Consigne a: Pouvez-vous recopier toutes les lignes des données fournies, consignes comprises, en multipliant par 1,7 chaque nombre des réponses (identifiants et coordonnées des contours) et en l'arrondissant à l'entier le plus proche, les demis vers le haut ?

Extrait de page:
%%

2La littérature contemporaine russe, à son tour, assigne à la bouche des Enfers un emplacement bien précis : sur la ligne circulaire du métro de Moscou, à la station Belorousskaya. Après avoir creusé un certain temps bien au centre, la pioche ne rencontre plus de résistance, le seuil est franchi et l’accès aux abysses infernaux est libéré.

3C’est ainsi que l’écrivain russe Dmitry Glukhovsky imagine la découverte de l’entrée des Enfers dans son roman Métro 2033, publié en 2005, traduit dans plusieurs langues et devenu un vrai bestseller au niveau mondial. Sa dystopie post-apocalyptique a par ailleurs été suivie par Métro 2034 (2009) et Métro 2035 (2015) et a donné naissance à une célèbre adaptation en jeu vidéo.

4La genèse et le cadre épistémologique de la réflexion proposée dans cet article sont liés à mes recherches sur la mnémopoétique de la littérature russe actuelle, et plus particulièrement à celles que je propose de désigner par le terme de mnémotopologie et qui visent à décrire et à analyser des interférences complexes dans le domaine de la culture post-soviétique, reliant entre eux le texte littéraire, l’espace et la mémoire traumatique. En effet, la mnémopoétique de la littérature post-soviétique a une dimension explicitement spatiale : l’espace n’y est pas juste un décor ou un mode de description, engendrant un effet de réel, mais représente une instance signifiante, un moteur de l’intrigue structurant la narration à tous ses niveaux. D’autre part, la mémoire incarnée ainsi à travers un imaginaire spatial est en effet une mémoire traumatique qui renvoie toujours d’une manière ou d’une autre à différents aspects du fonctionnement de l’utopie soviétique.

%%

Consigne b: Pouvez-vous recopier le passage de l'extrait qui commence aux mots « 3C’est ainsi que » et s'arrête après « en jeu vidéo. », en remplaçant « Glukhovsky » par « Gloukhovski » ?

Données fournies:
%%

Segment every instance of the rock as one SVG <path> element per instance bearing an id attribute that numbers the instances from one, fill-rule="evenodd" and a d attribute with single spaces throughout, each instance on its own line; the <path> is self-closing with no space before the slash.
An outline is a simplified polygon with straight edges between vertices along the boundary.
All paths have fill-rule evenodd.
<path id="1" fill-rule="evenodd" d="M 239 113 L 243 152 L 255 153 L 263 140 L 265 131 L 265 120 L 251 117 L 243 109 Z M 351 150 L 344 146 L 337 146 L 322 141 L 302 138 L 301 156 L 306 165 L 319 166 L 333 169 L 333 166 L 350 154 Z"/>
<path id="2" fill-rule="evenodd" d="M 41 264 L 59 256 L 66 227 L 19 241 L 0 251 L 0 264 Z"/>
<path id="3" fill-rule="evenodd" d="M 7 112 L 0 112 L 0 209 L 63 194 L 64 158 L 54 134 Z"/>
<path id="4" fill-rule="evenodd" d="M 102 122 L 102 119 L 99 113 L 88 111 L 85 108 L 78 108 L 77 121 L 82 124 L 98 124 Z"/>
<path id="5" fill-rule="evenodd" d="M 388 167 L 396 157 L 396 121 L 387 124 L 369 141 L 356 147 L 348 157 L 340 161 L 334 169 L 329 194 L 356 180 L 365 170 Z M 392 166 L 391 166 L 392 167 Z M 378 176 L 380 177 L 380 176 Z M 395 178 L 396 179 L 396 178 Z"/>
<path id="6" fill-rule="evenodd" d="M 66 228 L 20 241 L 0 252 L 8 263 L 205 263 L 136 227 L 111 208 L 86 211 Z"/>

%%

Solution a:
Segment every instance of the rock as one SVG <path> element per instance bearing an id attribute that numbers the instances from one, fill-rule="evenodd" and a d attribute with single spaces throughout, each instance on its own line; the <path> is self-closing with no space before the slash.
An outline is a simplified polygon with straight edges between vertices along the boundary.
All paths have fill-rule evenodd.
<path id="2" fill-rule="evenodd" d="M 406 192 L 413 258 L 434 260 L 447 238 L 451 223 L 451 204 L 427 199 L 413 185 Z M 597 255 L 585 248 L 573 248 L 547 240 L 513 235 L 512 265 L 520 281 L 542 282 L 566 287 L 566 282 L 595 262 Z"/>
<path id="3" fill-rule="evenodd" d="M 70 449 L 100 435 L 112 386 L 32 410 L 0 427 L 0 449 Z"/>
<path id="5" fill-rule="evenodd" d="M 12 190 L 0 190 L 0 355 L 107 330 L 109 269 L 92 228 Z"/>
<path id="7" fill-rule="evenodd" d="M 173 207 L 173 202 L 168 192 L 150 189 L 145 184 L 133 184 L 131 206 L 139 211 L 167 211 Z"/>
<path id="9" fill-rule="evenodd" d="M 660 284 L 673 267 L 673 206 L 658 211 L 627 240 L 605 250 L 592 267 L 578 274 L 568 287 L 559 330 L 605 306 L 621 289 Z M 666 282 L 665 282 L 666 284 Z M 643 299 L 646 301 L 646 299 Z M 672 303 L 673 304 L 673 303 Z"/>
<path id="10" fill-rule="evenodd" d="M 112 388 L 34 410 L 0 428 L 14 447 L 349 447 L 231 386 L 189 354 L 146 359 Z"/>

Solution b:
3C’est ainsi que l’écrivain russe Dmitry Gloukhovski imagine la découverte de l’entrée des Enfers dans son roman Métro 2033, publié en 2005, traduit dans plusieurs langues et devenu un vrai bestseller au niveau mondial. Sa dystopie post-apocalyptique a par ailleurs été suivie par Métro 2034 (2009) et Métro 2035 (2015) et a donné naissance à une célèbre adaptation en jeu vidéo.